- [Schriftliche Aufgabe A]
Stimmen diese Aussagen mit der Quelle über Chinas Wirtschaft überein? Antworte jeweils mit Ja oder Nein und zitiere die entscheidenden Worte wörtlich. (i) Die Regierung hat sich für das Gesamtjahr ein Wachstumsziel von fünf Prozent gesetzt. (ii) Im März wuchs die Industrieproduktion stärker als zu Jahresbeginn. (iii) Die Preise für Wohnungen und Immobilien sind so stark gestiegen wie seit acht Jahren nicht mehr.

- [Quelle]
Exporte treiben Wirtschaft an

Was im Westen für Sorgen und verschärfte Exportbeschränkungen sorgt, dürfte in China maßgeblich für das Wirtschaftswachstum verantwortlich sein. "Die chinesische Wirtschaft wurde eher durch kostengünstige Industrieproduktion und Exporte angetrieben", bestätigte Analyst Tao Chuan von Soochow Securities in Peking. "Dies wird der Motor für die Wirtschaft in diesem Jahr sein." Ein Motor, der auch benötigt werden wird. Schließlich verfolgt die Regierung ein ambitioniertes Wachstumsziel von fünf Prozent über das Gesamtjahr. Das erste Quartal dürfte insofern Hoffnungen im Land wecken.

Trotzdem läuft es im Reich der Mitte aber bei weitem nicht so geschmiert, wie von der kommunistischen Regierung um Xi Jinping erhofft. Mehrere Indikatoren wichtiger Branchen zeigten zuletzt nach unten. Im März etwa legte die Industrieproduktion um nur 4,5 Prozent zu im Vergleich zum Vormonat, während es zu Jahresbeginn noch zu Wachstumszahlen jenseits der sieben Prozent gekommen war. Und auch die Umsätze im Einzelhandel verzeichneten schwächere Zuwächse als noch in den Monaten zuvor. Die Preise für Wohnungen und Immobilien sind indes gar so stark gefallen wie seit acht Jahren nicht mehr.

- [Schriftliche Aufgabe B]
Such aus den Einträgen unten jede Zeile heraus, in der die Zeichenfolge „potted“ vorkommt, und schreib sie ab. Groß- und Kleinschreibung zählt dabei.

- [Bereitgestelltes Material]

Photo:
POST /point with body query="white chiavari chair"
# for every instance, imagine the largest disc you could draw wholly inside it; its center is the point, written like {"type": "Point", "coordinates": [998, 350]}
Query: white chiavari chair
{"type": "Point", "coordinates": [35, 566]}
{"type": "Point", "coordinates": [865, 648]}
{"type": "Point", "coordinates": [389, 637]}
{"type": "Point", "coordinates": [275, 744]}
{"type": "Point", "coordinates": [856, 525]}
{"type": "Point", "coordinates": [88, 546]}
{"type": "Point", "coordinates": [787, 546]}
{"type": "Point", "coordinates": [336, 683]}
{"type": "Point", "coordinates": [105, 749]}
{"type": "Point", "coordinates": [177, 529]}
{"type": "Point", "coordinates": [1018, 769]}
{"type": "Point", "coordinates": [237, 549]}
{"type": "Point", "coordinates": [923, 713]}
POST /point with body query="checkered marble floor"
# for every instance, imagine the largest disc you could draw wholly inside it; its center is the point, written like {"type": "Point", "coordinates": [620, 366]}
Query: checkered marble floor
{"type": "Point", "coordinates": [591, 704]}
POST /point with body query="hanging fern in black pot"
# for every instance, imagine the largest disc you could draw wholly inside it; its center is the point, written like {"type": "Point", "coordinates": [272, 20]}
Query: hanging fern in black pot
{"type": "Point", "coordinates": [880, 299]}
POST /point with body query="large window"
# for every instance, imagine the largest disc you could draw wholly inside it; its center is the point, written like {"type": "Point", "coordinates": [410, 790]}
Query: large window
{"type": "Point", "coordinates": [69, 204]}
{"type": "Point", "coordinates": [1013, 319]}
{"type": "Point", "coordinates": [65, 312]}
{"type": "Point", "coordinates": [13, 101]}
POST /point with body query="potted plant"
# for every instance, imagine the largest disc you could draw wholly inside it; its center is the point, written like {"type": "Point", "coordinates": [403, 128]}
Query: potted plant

- [Ausgearbeitete Lösung A]
(i) Ja: „Schließlich verfolgt die Regierung ein ambitioniertes Wachstumsziel von fünf Prozent über das Gesamtjahr.“
(ii) Nein: „Im März etwa legte die Industrieproduktion um nur 4,5 Prozent zu im Vergleich zum Vormonat, während es zu Jahresbeginn noch zu Wachstumszahlen jenseits der sieben Prozent gekommen war.“
(iii) Nein: „Die Preise für Wohnungen und Immobilien sind indes gar so stark gefallen wie seit acht Jahren nicht mehr.“

- [Ausgearbeitete Lösung B]
POST /point with body query="potted plant"
Query: potted plant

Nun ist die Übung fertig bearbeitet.